▶ INSTRUCTIONS FOR THE TASK:
Copy each of the following entries back without change.

▶ GIVEN ENTRIES:
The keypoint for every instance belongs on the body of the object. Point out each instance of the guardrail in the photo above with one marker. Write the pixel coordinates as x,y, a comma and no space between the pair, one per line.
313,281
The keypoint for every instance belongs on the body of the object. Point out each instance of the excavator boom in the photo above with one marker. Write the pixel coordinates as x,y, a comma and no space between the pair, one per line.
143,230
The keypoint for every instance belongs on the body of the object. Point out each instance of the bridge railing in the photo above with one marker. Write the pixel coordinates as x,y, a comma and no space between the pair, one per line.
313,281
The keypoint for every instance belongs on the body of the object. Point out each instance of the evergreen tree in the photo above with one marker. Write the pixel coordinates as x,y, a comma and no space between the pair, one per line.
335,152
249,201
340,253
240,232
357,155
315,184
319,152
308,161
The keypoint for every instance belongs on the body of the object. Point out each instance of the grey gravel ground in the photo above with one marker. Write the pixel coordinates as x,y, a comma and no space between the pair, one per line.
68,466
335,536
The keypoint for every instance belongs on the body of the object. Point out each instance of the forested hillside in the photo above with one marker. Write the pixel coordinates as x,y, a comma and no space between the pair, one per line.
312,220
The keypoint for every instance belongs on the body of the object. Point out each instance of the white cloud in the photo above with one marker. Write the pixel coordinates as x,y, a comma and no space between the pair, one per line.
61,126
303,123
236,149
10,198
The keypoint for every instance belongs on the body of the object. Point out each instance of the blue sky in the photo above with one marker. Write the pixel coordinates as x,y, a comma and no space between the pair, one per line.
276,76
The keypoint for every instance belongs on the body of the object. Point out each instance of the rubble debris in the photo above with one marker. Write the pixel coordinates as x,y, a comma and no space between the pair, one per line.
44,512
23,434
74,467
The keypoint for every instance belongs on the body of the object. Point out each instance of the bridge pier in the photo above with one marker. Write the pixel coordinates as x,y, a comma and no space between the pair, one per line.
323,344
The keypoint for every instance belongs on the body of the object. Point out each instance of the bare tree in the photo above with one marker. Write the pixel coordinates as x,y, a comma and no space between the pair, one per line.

▶ SOLUTION:
The keypoint for every instance belongs on the body of the object. Point out each instance of the guardrail in the photo above with one marker. Write the pixel coordinates as x,y, a comma and no space between the pair, one per line.
313,281
The keypoint for every instance belongs on the body of the object. Point out each instance of the excavator boom in the photo above with one marker. Write the pixel coordinates as x,y, a comma and no space between the pair, one per line.
143,230
The keypoint for every instance belongs on the body of the object. Point out each instance of the bridge railing in the photo above with one marker. Write the pixel coordinates as x,y, a comma and no space between the pair, one per line.
313,281
The keypoint for every instance belongs on the body of the object. Point out each instance of the evergreen tree in the photo above with one marker. Write the pixel coordinates as x,y, a comma and no space between the pair, one per line.
335,152
249,201
340,253
240,232
357,155
315,184
319,152
308,161
The keypoint for every instance belongs on the body of the object. Point out each instance of the grey gravel ground in the photo above with one marker. Write the pixel coordinates as x,y, a comma and no space between the pair, one per line.
68,466
335,536
The keypoint for every instance belongs on the body of the object. Point out each instance of the forested hillside in the photo above with one marker. Write the pixel coordinates as x,y, a comma and no space between the pair, one per line.
312,220
The keypoint for every instance belongs on the body of the object. Point out each instance of the white cloud in the photo above with one marker. Write the pixel coordinates as x,y, a comma and no space between the pair, one per line.
61,126
303,123
236,149
10,198
The keypoint for every instance belongs on the body of the object. Point out each instance of the blue sky in the photo above with one marker. Write the pixel coordinates as x,y, a comma and no space between the pair, one per line.
276,76
The keypoint for every instance belongs on the body of the object. Point out each instance of the rubble debris in the photo above with one marker. Write the pixel coordinates as x,y, a comma and no space between the pair, one per line.
44,512
23,434
74,467
The keypoint for every instance belongs on the body of the object. Point out each instance of the bridge pier in the photo above with one marker. Write the pixel coordinates as x,y, a comma and no space between the pair, one per line.
323,344
The keypoint for every instance belongs on the body of the object. Point out each instance of the bare tree in the photo above with one marker. Write the pixel coordinates as x,y, a comma and no space between the pair, one per line.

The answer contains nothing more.